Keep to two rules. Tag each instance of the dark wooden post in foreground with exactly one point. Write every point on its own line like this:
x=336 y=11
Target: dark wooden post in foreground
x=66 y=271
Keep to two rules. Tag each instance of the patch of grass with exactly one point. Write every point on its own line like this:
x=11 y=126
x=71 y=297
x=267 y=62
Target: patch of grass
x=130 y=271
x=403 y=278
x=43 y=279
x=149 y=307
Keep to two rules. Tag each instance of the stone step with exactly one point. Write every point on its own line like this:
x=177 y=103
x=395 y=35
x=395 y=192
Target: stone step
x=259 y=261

- **WORK TO BE COMPLETED**
Would you repeat each line above exactly as it stands?

- **SOLUTION TO THIS EXERCISE**
Keep to two rules. Tag each instance of the dark wooden post in foreground with exactly one point. Write every point on its own line like this:
x=336 y=11
Target: dark wooden post in foreground
x=66 y=271
Keep to two rules. Tag each instance of the patch of grass with exactly one point. Write every point on its own line like this:
x=11 y=126
x=71 y=297
x=267 y=62
Target: patch of grass
x=130 y=271
x=403 y=278
x=43 y=279
x=149 y=307
Keep to two rules. Tag each instance of the stone step with exactly one point. Write every point on its own line like this:
x=177 y=103
x=395 y=35
x=395 y=192
Target: stone step
x=259 y=261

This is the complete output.